───── Text excerpt ─────

Invasive vegetation found in Deep Creek Lake coves

Weed forms dense grass mats that keeps fish from using area

DEEP CREEK LAKE — A Maryland Department of Natural Resources representative announced that there is a new invasive noxious weed (hydrilla verticillata) found in Deep Creek Lake. The announcement was made during an Oct. 5 public meeting to discuss the watershed management plan for the lake.

The hydrilla was discovered in two small coves Sept. 27 by DNR Resource Assessment Service staff as part of the subaquatic vegetation monitoring program. The weekend of Oct. 5 the DNR located more hydrilla. The hydrilla has been located in seven coves in the lake thus far, according to Lee Karrh, biologist with the DNR. Samples were obtained and tested by the DNR and independently. Karrh believes that it is the Korean strain of hydrilla and is doing genetic testing to prove it.

This is the first time hydrilla has been found in the lake but it has been in Maryland for a long time, according to Karrh.

In Karrh’s opinion, the fact that hydrilla was found is more concerning than the fact that there is Eurasian watermilfoil already in the lake.

“Hydrilla is faster growing than Eurasian watermilfoil. It forms dense, impenetrable mats of grass,” said Karrh. “Eurasian watermilfoil is much looser than hydrilla. Hydrilla excludes fish from using the area.”   

 It is likely that the hydrilla was attached to a boat or boat trailer. One of the proposed options for minimizing future long-term impacts of the weed is a boat-checking or washing station, according to Karrh. All it takes for an invasion of the weed is a one-inch cutting.

During the week of Oct. 21, the DNR plans to return to the lake to see if there are any additional areas that contain hydrilla. While scouting for additional areas of the weed, the DNR will contact experts to determine the best management control option, according to Karrh.

─────

> _Brief 1_
According to the hydrilla article, in how many coves of the lake has hydrilla been located so far?
> _Brief 2_
Duplicate the hydrilla article from "Weed forms dense" to "for the lake.".
> _Brief 3_
Condense the paragraph of the hydrilla article that begins "The hydrilla was discovered in two small coves" into a bulleted list, keeping its main facts.
The listing has no connection to the hydrilla article.

───── Data supplied ─────

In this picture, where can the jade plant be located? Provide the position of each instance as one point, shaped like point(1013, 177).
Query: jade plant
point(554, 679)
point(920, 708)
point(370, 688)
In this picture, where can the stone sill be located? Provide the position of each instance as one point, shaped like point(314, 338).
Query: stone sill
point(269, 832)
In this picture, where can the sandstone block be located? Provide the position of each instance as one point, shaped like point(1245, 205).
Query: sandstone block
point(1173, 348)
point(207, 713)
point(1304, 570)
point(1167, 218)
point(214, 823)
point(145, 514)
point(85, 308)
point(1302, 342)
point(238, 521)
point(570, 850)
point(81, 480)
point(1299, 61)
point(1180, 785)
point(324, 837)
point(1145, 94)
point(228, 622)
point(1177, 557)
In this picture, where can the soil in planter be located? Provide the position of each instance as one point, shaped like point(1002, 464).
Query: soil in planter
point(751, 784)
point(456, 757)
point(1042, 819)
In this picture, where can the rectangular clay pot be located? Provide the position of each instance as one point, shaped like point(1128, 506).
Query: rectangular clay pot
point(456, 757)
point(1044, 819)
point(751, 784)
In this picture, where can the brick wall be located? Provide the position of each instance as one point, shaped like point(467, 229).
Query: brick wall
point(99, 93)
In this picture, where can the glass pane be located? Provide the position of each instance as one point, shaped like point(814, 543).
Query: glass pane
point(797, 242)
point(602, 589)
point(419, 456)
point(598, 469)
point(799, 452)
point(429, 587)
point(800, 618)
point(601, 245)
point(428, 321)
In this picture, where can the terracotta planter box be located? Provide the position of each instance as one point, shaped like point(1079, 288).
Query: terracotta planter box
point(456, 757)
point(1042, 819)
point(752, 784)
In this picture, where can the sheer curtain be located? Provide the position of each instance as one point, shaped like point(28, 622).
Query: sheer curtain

─────

> _Exercise result 1_
Seven coves.

> _Exercise result 2_
Weed forms dense grass mats that keeps fish from using area

DEEP CREEK LAKE — A Maryland Department of Natural Resources representative announced that there is a new invasive noxious weed (hydrilla verticillata) found in Deep Creek Lake. The announcement was made during an Oct. 5 public meeting to discuss the watershed management plan for the lake.

> _Exercise result 3_
- DNR Resource Assessment Service staff found hydrilla in two small coves on Sept. 27 during subaquatic vegetation monitoring.
- The DNR located more hydrilla the weekend of Oct. 5.
- According to DNR biologist Lee Karrh, the weed has been found in seven coves so far.
- Samples were tested both by the DNR and independently.
- Karrh believes it is the Korean strain and is doing genetic testing to prove it.